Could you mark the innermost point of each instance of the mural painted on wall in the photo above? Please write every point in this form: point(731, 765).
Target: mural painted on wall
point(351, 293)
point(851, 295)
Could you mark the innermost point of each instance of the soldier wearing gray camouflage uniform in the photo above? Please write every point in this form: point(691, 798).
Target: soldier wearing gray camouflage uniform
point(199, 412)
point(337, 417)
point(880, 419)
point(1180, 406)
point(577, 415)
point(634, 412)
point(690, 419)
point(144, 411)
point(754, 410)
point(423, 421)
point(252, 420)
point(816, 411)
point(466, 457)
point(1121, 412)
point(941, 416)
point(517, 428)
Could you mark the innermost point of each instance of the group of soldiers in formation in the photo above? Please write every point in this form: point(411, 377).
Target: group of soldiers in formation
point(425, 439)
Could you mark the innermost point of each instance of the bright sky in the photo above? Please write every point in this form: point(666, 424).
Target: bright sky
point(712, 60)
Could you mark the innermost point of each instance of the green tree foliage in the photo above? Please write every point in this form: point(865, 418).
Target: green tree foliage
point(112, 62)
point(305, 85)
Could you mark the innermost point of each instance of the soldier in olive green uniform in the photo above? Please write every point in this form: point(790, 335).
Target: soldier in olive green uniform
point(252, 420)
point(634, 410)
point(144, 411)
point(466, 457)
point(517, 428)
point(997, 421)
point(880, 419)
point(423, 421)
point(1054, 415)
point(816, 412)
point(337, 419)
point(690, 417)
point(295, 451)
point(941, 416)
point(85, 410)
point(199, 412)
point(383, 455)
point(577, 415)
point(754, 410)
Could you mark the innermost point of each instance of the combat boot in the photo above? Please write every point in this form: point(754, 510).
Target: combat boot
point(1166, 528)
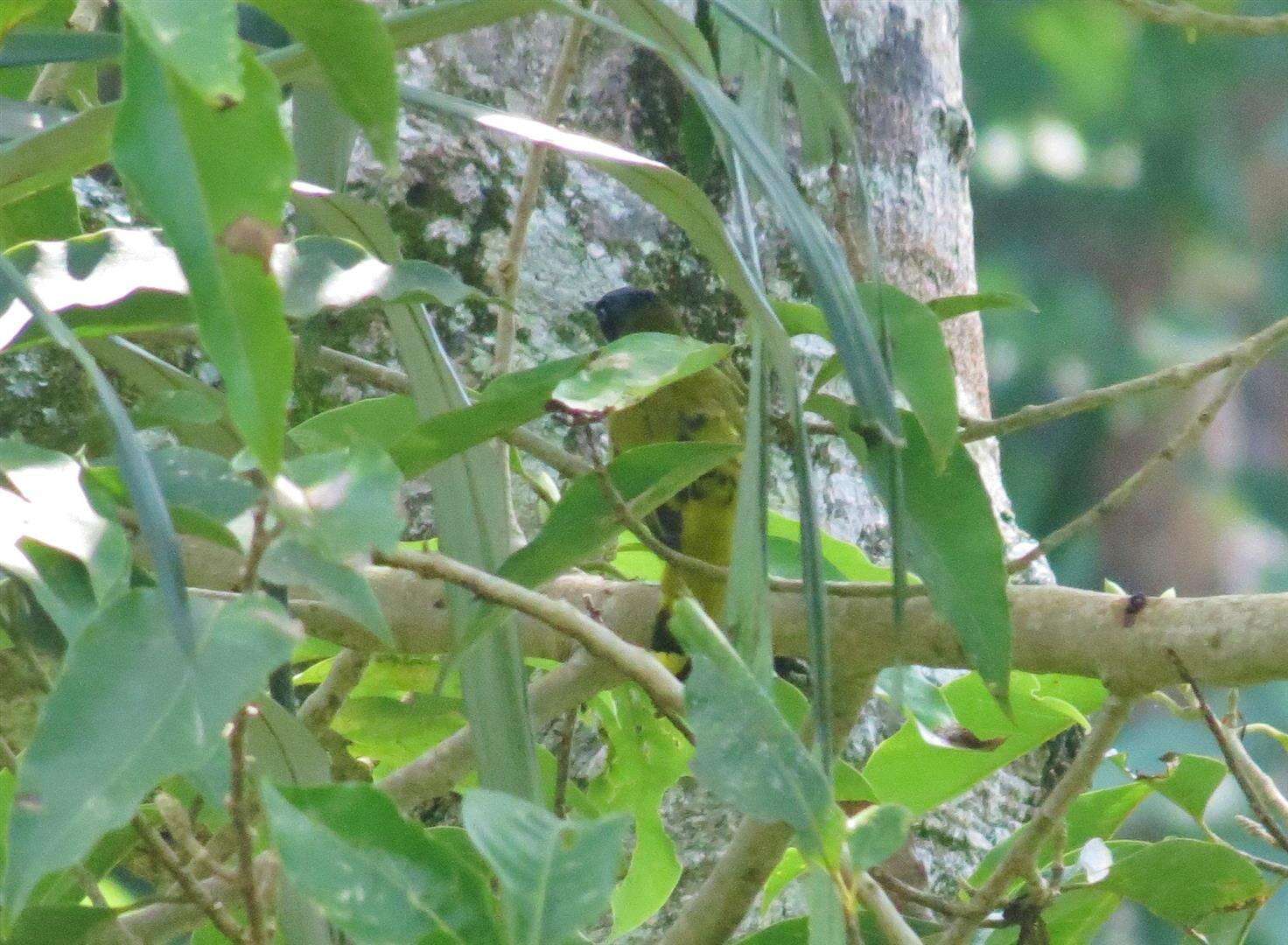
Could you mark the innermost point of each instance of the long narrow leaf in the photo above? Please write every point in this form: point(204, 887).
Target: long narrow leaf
•••••
■ The task
When copying the listing, skip the pictures and keep each line exactly as written.

■ Task output
Could you mark the innermost point of each instance of the mural painted on wall in the photo above? Please write every point in this form: point(731, 765).
Target: mural painted on wall
point(351, 293)
point(851, 295)
Could you mark the innermost point of each instance of the soldier wearing gray camouflage uniform in the photo above? Please write every point in this form: point(691, 798).
Target: soldier wearing gray camouflage uniform
point(199, 412)
point(337, 417)
point(880, 419)
point(1180, 406)
point(577, 415)
point(634, 412)
point(690, 419)
point(144, 411)
point(754, 410)
point(423, 421)
point(252, 420)
point(816, 411)
point(466, 457)
point(1121, 412)
point(941, 416)
point(517, 428)
Could you mark the innermost point of each instance of the group of soldiers in formation in the photo above? Please write every point in this form: point(411, 377).
Target: group of soldiers in formation
point(425, 439)
Could you mark the innermost point of each instance of the bright sky in the photo above? Please write every point in this form: point(666, 424).
Target: bright sky
point(712, 60)
Could you mark the innermost point of each instance of the green tree foliage in the photo above? Please write every point in this form: point(865, 418).
Target: green tree foliage
point(112, 62)
point(305, 85)
Could you mark the innermost point of each instance of the soldier in olive green uniform in the photo above? Please write every point in this form: point(790, 335).
Target: soldier in olive green uniform
point(252, 420)
point(634, 410)
point(144, 411)
point(466, 457)
point(517, 428)
point(997, 421)
point(880, 419)
point(423, 421)
point(1054, 415)
point(816, 412)
point(337, 419)
point(690, 417)
point(295, 451)
point(941, 416)
point(85, 410)
point(199, 412)
point(383, 455)
point(577, 415)
point(754, 410)
Could you mark the innermost point of each instance of the combat boot in the photo above? Please write every point in this form: point(754, 510).
Target: combat boot
point(1166, 528)
Could you mark the innermost point of each instance of the long narrow leaf in the photo above? Please write every point in this form: point(204, 887).
Target: long narrow leaf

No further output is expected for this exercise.